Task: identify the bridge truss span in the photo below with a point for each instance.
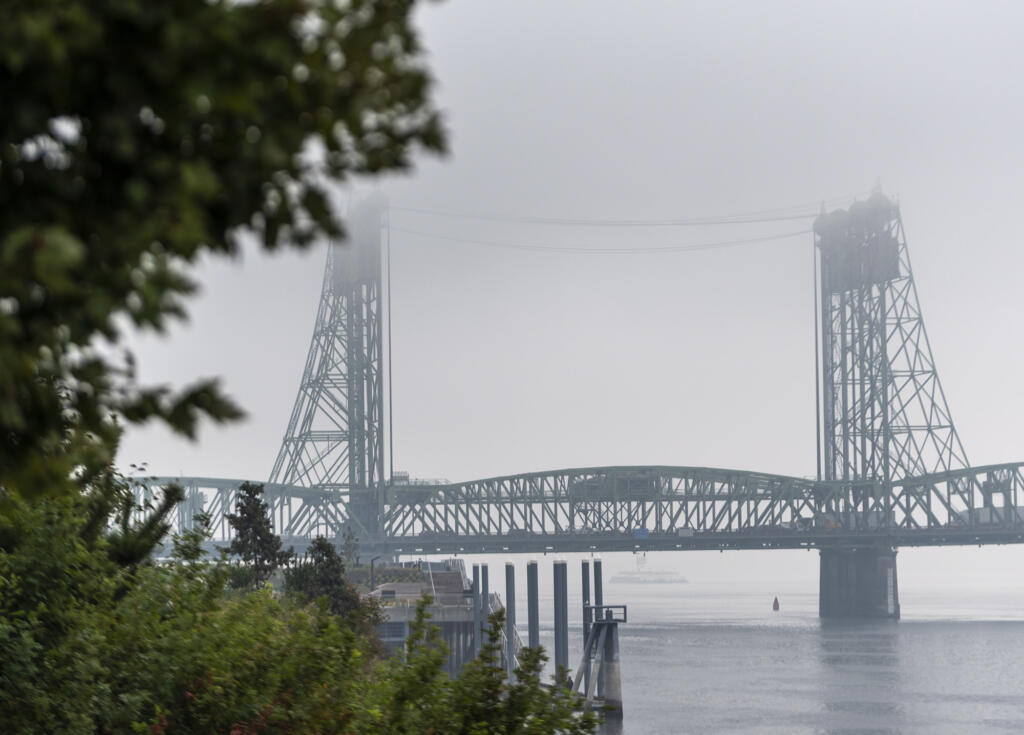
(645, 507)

......

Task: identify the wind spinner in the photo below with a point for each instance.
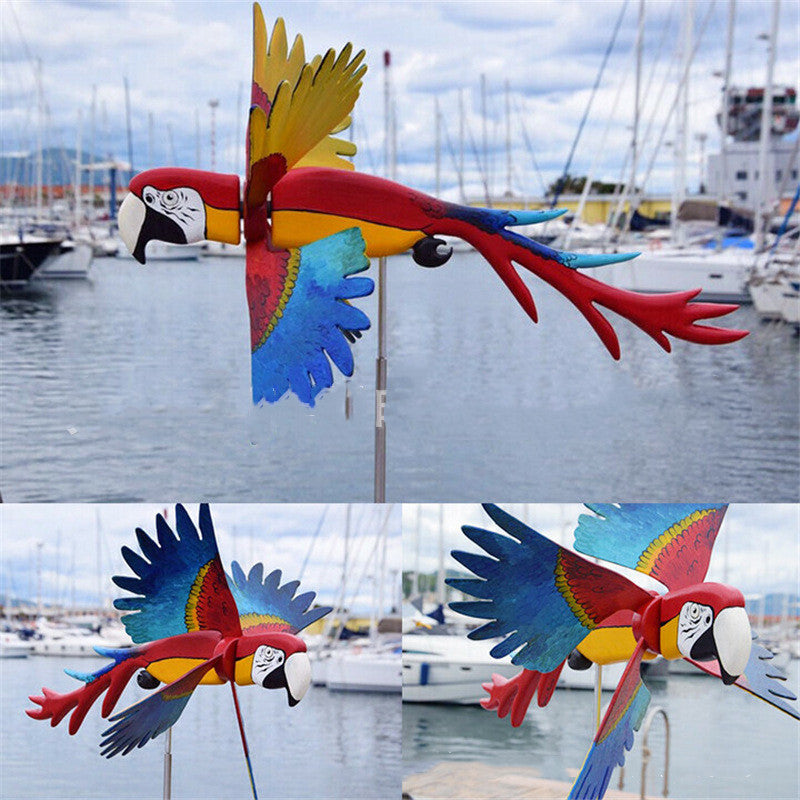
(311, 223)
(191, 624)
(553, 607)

......

▶ [Work required] Show each line of the listing that contains the word "Task".

▶ [Written solution]
Task: identify the bridge truss span in the photo below with a point for each instance.
Task: identify the wind spinner in the photo below with a point for each instance.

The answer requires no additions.